Aim:
Exactly and only the lines from the one with "Where can the lake" through the end of the listing are to be transcribed, both ends included.

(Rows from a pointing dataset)
- - -
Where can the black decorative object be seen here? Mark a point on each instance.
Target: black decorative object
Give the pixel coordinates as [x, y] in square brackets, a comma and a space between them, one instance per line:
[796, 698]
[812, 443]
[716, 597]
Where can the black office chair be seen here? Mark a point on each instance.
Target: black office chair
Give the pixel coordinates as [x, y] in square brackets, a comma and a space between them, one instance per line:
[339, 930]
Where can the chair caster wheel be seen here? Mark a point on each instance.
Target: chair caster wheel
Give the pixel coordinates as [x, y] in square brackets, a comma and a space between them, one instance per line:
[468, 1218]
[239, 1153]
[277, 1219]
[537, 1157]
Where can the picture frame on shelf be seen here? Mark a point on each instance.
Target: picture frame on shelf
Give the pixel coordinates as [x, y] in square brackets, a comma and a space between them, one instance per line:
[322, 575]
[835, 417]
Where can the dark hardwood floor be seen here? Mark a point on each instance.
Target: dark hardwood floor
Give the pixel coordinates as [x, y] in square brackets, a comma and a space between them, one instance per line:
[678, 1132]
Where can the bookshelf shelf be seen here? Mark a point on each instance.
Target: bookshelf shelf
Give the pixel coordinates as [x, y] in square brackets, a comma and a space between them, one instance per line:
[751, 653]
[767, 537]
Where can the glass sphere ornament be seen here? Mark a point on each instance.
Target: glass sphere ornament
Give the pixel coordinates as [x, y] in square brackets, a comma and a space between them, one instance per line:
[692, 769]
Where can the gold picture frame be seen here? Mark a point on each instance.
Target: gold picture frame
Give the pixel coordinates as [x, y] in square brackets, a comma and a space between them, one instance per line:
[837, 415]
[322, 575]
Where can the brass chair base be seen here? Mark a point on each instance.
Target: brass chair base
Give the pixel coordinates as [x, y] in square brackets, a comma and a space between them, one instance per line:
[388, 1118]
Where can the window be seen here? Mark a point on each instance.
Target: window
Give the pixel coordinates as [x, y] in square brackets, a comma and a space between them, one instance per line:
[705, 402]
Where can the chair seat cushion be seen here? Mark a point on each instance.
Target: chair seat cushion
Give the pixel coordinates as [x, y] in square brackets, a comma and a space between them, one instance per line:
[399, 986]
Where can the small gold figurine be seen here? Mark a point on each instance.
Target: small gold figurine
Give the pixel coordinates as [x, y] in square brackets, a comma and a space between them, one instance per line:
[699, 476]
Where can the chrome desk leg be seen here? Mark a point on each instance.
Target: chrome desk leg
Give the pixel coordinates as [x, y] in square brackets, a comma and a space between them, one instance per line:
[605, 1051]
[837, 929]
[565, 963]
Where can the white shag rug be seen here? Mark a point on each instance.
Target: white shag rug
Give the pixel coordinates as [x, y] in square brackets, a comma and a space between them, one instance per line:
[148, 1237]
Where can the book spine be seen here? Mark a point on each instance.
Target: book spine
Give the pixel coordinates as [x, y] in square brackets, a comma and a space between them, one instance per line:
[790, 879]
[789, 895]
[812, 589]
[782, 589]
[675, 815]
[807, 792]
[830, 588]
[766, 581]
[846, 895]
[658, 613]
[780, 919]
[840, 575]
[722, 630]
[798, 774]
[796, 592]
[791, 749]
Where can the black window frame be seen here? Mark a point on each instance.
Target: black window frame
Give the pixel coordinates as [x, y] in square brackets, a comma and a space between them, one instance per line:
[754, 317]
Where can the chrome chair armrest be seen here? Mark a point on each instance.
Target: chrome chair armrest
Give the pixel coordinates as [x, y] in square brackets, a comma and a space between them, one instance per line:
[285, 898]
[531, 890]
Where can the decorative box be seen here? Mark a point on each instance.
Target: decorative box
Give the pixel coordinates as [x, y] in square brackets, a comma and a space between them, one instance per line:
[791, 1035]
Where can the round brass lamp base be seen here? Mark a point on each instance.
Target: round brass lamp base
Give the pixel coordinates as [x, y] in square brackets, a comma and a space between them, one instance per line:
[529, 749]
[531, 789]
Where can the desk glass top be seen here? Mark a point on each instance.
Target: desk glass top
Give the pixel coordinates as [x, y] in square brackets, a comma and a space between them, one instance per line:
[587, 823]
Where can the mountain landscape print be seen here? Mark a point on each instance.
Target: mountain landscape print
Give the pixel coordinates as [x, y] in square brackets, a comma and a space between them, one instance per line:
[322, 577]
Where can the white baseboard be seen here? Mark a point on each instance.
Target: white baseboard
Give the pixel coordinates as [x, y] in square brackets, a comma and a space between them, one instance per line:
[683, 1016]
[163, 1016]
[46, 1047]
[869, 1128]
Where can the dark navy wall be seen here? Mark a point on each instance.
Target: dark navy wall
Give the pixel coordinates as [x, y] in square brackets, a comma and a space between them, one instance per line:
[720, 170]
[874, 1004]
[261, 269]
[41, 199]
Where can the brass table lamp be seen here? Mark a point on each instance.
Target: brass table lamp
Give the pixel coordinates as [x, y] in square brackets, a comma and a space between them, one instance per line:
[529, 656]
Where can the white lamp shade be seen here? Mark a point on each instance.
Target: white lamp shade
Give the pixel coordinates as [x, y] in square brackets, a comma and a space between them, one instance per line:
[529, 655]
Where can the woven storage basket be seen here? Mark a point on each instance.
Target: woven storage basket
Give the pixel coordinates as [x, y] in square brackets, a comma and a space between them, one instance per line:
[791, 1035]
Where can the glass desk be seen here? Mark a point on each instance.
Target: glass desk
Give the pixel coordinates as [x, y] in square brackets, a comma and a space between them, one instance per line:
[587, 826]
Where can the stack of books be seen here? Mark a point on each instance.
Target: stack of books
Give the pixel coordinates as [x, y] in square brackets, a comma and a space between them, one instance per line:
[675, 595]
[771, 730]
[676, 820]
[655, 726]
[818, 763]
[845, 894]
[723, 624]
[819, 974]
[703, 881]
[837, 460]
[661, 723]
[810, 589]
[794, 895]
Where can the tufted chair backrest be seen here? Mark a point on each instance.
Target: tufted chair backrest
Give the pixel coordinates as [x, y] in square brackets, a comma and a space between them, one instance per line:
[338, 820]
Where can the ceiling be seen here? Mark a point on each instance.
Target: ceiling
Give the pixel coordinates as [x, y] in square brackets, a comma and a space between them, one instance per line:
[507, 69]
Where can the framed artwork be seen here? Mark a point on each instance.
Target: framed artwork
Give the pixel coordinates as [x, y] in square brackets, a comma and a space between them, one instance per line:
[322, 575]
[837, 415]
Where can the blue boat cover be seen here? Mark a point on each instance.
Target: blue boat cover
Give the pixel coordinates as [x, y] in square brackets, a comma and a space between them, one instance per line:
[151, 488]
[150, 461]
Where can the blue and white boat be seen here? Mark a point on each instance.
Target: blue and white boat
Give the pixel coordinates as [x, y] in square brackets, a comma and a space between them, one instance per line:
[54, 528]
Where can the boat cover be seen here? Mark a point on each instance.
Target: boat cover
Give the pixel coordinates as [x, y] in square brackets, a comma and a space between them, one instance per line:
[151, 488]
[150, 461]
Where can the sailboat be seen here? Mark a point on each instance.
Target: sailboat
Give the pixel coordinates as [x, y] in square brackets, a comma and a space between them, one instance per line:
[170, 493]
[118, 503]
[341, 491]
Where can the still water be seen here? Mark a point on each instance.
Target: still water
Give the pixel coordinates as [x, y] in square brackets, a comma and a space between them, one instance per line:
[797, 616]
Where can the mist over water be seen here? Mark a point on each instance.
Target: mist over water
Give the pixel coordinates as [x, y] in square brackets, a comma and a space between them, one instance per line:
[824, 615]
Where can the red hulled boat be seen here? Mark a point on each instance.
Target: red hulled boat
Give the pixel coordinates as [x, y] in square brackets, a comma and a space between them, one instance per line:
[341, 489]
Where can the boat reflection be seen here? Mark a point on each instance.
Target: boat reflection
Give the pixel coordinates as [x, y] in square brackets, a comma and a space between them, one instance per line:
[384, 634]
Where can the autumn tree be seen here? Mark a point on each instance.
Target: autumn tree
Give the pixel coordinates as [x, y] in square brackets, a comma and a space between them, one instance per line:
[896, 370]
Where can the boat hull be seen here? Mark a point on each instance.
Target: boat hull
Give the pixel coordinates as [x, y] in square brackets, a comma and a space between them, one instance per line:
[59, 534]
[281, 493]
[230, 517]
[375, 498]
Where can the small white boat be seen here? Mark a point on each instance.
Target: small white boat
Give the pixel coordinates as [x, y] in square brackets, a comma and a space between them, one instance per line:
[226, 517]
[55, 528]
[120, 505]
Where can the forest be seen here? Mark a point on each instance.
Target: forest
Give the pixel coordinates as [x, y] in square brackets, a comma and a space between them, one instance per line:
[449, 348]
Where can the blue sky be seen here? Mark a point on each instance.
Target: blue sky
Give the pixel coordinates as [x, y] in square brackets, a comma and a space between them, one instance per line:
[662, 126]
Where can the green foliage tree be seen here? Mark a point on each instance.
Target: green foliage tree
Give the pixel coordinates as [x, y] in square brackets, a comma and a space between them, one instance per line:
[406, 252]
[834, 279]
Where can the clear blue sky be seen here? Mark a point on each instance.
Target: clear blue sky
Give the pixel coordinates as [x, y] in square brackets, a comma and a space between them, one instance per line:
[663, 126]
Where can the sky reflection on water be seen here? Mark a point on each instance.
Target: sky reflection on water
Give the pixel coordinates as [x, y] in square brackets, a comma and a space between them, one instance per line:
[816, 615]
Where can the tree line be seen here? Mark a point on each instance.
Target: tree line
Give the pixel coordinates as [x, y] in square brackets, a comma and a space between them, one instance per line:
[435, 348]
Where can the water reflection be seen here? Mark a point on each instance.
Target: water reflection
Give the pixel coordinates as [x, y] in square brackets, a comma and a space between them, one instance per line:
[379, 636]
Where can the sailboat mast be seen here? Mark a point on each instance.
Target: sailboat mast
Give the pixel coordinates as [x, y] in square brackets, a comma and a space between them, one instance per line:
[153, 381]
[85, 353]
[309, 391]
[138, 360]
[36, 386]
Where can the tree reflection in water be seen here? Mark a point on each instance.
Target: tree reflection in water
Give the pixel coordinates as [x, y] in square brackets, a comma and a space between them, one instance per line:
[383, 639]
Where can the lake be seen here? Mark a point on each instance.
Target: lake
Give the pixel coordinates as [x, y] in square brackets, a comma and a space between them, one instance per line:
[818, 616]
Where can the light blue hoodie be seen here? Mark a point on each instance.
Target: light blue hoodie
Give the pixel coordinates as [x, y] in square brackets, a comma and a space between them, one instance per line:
- - -
Final result:
Where can the lake be seen here? Mark a point on each instance.
Target: lake
Give the pixel coordinates as [x, y] in square brackets, a comma and a space between them, one instance per line:
[818, 616]
Where can the light blue hoodie be seen here? Mark a point on each instance.
Target: light blue hoodie
Give the pixel coordinates as [x, y] in square brackets, a comma and a space between them, one instance per line:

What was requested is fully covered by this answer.